These are the key concepts you need to understand to accurately answer the question.

Separation of Variables
Separation of variables is a technique used to solve differential equations. The goal is to rewrite the equation in a form where each variable and its differential are on separate sides of the equation. This allows easier integration.
The process involves three main steps:
  • Identify and rearrange the terms: Start by isolating the terms involving derivatives on each side of the equation.
  • Divide through by a common factor: Often, the differential equation can be modified by dividing each term by a factor that separates the variables.
  • Integrate: Once the variables are separated, integrate each side with respect to its variable.
In our exercise, after separating the variables, we get \(\frac{dr}{r} = -\frac{(t^2 + 1)}{(t^3 - t)} dt\), making it ready for integration. This crucial step transforms a complex problem into manageable integrals.
Partial Fraction Decomposition
Partial fraction decomposition is a method used to break down complex rational expressions into simpler fractions. This simplification is particularly useful when integrating rational functions.

**Source material:**
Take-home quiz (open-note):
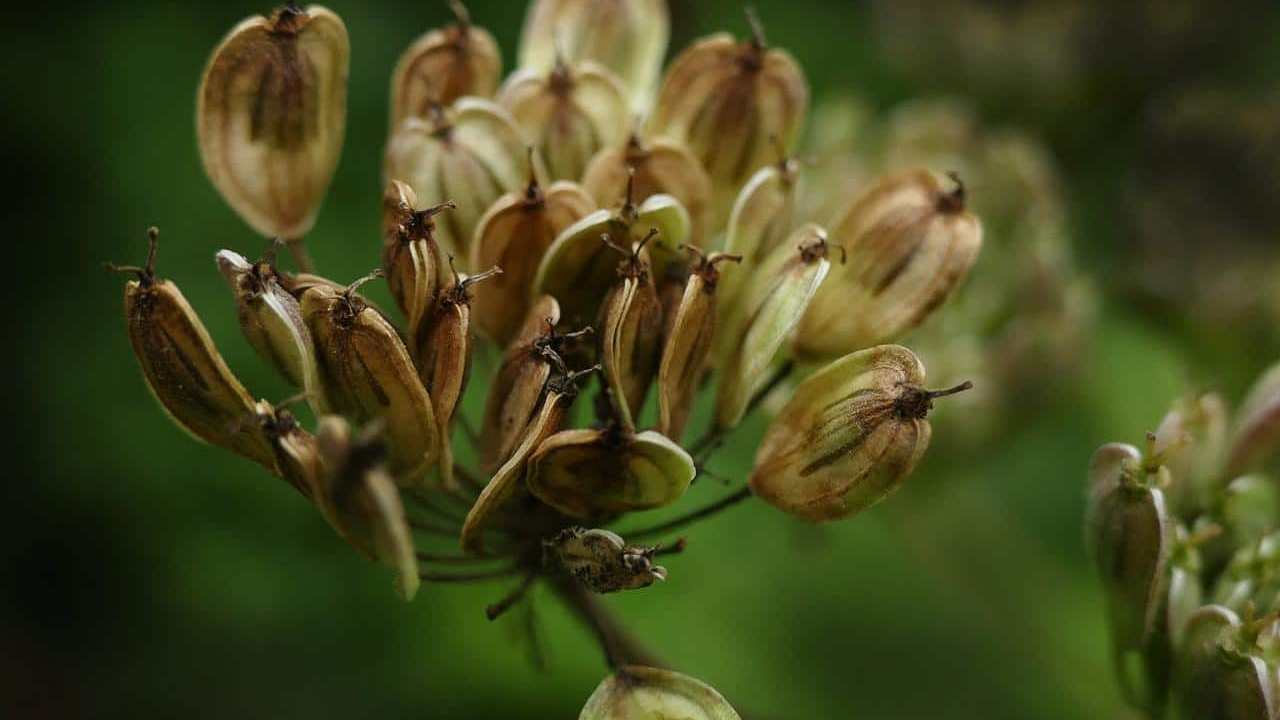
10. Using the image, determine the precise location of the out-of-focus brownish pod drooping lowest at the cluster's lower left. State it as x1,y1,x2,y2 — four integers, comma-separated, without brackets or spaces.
316,415,420,601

**Problem to solve:** Pick up the passage on separation of variables and partial fractions after its last sentence and write the next part of it. The material has no connection to the passage on solving differential equations.

**Exercise output:**
The main process includes:
  • Factor the denominator: Begin by factoring the polynomial in the denominator completely.
  • Set up the decomposition: Express the function as a sum of fractions, each with a simpler denominator.
  • Solve for constants: Determine the coefficients of these fractions by making the numerators equal.
In our solution, the denominator \(t(t^2 - 1)\) was factored to \(t(t-1)(t+1)\). This enabled us to set the function as \(\frac{A}{t} + \frac{B}{t-1} + \frac{C}{t+1}\), and by substituting appropriate values for \(t\), we found the constants \(A = \frac{1}{2}, B = 1, C = \frac{1}{2}\). This decomposition facilitated the integration process.
Integration Techniques
Integration is a fundamental technique in calculus, crucial in solving differential equations. Here, both basic integration and more advanced techniques are used.
Key techniques include:
  • Basic Integration: Direct integration of functions like \(\int \frac{1}{r} dr = \ln |r|\).
  • Logarithmic Integration: Used in expressions like \(\int \frac{1}{t} dt = \ln |t|\).
  • Integrating decomposed fractions: Once decomposed, each fraction can be integrated individually, making the process simpler.
Each integrated element was handled separately in our solution, yielding results like \(\frac{1}{2} \ln |t|\), \(\ln |t-1|\), and \(\frac{1}{2} \ln |t+1|\). These combined to form part of the overall solution, showcasing the power of integration in solving complex differential equations.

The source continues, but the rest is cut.